- TO BE DONE -
All of the material below is to be returned exactly.

Records contained in a dataset:
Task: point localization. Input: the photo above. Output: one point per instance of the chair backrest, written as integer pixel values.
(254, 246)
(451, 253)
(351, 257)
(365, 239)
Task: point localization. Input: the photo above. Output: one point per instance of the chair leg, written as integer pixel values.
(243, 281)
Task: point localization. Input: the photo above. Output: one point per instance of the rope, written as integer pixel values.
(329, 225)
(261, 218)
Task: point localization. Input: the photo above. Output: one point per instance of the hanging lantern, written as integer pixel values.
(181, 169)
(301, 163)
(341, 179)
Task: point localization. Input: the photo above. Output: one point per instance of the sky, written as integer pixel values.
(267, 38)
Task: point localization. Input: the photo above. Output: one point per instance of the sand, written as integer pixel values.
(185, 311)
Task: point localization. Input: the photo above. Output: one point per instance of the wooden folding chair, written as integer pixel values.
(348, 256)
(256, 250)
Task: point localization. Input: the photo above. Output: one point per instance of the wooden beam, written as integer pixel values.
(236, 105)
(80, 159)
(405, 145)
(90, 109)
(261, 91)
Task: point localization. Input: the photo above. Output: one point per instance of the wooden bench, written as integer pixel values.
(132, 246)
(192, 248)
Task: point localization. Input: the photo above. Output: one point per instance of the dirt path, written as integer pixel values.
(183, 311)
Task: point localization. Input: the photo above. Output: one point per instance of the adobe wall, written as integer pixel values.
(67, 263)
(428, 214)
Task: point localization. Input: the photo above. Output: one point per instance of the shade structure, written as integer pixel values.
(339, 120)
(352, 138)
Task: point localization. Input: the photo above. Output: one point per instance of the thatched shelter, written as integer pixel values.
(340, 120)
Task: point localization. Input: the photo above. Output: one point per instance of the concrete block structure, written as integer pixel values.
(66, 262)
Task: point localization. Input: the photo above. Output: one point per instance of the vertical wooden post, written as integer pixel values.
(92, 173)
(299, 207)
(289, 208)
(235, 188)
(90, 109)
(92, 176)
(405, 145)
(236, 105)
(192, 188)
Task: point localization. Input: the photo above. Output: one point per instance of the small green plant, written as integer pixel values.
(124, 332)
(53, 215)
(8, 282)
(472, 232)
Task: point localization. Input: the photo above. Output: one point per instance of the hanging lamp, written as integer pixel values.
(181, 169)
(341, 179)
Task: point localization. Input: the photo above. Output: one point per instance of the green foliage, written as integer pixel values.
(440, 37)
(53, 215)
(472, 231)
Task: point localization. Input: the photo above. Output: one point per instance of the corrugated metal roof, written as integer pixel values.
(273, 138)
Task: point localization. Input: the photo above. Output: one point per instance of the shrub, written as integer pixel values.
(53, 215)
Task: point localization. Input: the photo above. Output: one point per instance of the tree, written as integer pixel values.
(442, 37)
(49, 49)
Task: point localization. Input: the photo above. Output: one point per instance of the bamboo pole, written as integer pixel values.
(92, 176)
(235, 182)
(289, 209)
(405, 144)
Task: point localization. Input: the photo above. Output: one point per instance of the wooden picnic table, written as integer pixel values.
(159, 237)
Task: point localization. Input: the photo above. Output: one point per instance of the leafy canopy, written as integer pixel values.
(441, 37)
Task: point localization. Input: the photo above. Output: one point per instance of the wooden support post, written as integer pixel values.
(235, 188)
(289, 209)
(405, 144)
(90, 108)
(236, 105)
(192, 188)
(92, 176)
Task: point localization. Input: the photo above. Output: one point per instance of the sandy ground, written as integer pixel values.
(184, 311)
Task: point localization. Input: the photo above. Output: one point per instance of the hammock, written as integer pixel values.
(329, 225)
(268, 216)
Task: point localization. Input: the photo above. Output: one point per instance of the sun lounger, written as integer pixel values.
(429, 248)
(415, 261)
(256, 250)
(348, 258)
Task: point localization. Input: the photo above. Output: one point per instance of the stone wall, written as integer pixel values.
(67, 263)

- ANSWER TO THIS TASK -
Task: point localization. Input: the photo above. Output: one point per instance of the chair backrest, written as integer pixel values.
(254, 246)
(451, 253)
(351, 257)
(365, 239)
Task: point localization. Input: the photo above. Output: one point per instance of the chair leg, written as integer pixel values.
(243, 281)
Task: point localization. Input: the photo above. Output: one point per instance of the rope, written as integer pixel values.
(329, 225)
(261, 218)
Task: point localization. Input: the photo above. Output: one point per instance of the hanging lantern, written as integer pixel values.
(181, 169)
(301, 163)
(341, 179)
Task: point localization. Input: the photo above. Output: one point per instance of the sky, written as integer pixel values.
(267, 38)
Task: point localization. Input: the photo above. Output: one point per instance of the sand, written as integer pixel values.
(185, 311)
Task: point localization. Input: the photo above. Output: one point per instance of the wooden folding chair, written as integer pixel values.
(348, 256)
(256, 250)
Task: point localization. Input: the photo above. Output: one point per instance of the wooden beam, written as integer pixel values.
(236, 105)
(80, 159)
(405, 145)
(90, 109)
(261, 91)
Task: point localization. Input: the photo above. Output: one point per instance of the wooden bench, written as integer pixel values.
(132, 246)
(192, 248)
Task: point localization. Input: the photo above. Output: one point per instance of the dirt path, written as integer pixel values.
(183, 311)
Task: point localization. Input: the photo above. Output: one point per instance of the adobe wall, written as integer pixel values.
(67, 263)
(428, 214)
Task: point localization. Input: the photo above. Output: one point per instance of the shade structure, written as integer pixel values.
(339, 120)
(352, 138)
Task: point localization. Input: the photo above. Output: one point per instance of the thatched shelter, written as integer pixel values.
(340, 120)
Task: point localization. Input: the photo above. Output: one point per instance of the concrete block structure, written as integer pixel values.
(66, 262)
Task: point localization. Input: the photo above. Output: one point per instance of the vertical wooden post, written as integer pixel values.
(92, 173)
(299, 207)
(289, 208)
(235, 188)
(90, 109)
(92, 176)
(405, 145)
(236, 105)
(192, 188)
Task: point localization. Input: the photo above. Output: one point per instance of the small green plant, written as integer pixel values.
(124, 332)
(53, 215)
(8, 282)
(472, 232)
Task: point localization. Input: the photo above. Output: one point per instance of the hanging lamp, written as integer pixel values.
(181, 169)
(341, 179)
Task: point localization. Input: the photo above. Output: one point per instance of the green foliage, written as integer pixel values.
(440, 37)
(53, 215)
(472, 231)
Task: point localization. Input: the photo above. Output: one point per instance of the corrugated metal roof, written as integer pixel values.
(273, 138)
Task: point localization. Input: the photo above. Output: one point per instance of the shrub, written as integer pixel values.
(53, 215)
Task: point localization. Input: the photo above. Output: one point per instance of the tree, written as integer pixel values.
(442, 37)
(49, 49)
Task: point localization. Input: the photo above. Output: one point per instance of the bamboo pole, written as integer pixel values.
(92, 176)
(235, 182)
(289, 209)
(405, 144)
Task: point localization. Input: the photo above. Output: one point per instance of the wooden picnic table, written as integer pixel values.
(159, 237)
Task: point localization. Input: the photo above. Output: one point per instance of the leafy canopy, written as integer pixel values.
(441, 37)
Task: point localization. Input: the photo above. Output: one point per instance of the wooden support post, written as integer pixel values.
(235, 188)
(289, 209)
(405, 144)
(90, 108)
(236, 105)
(192, 188)
(92, 176)
Task: point localization. Input: the photo above. Output: one point per instance of the sandy ground, written as integer pixel values.
(184, 311)
Task: point localization. Input: the photo above. Output: one point per instance of the hammock, written as integer pixel values.
(329, 225)
(268, 216)
Task: point localization. Input: the photo above. Output: one point per instance of the sun lounger, written as integer pixel values.
(429, 248)
(415, 261)
(256, 250)
(348, 258)
Task: point localization. Input: the photo above. Output: one point per instance of the stone wall, written as integer pixel values.
(67, 263)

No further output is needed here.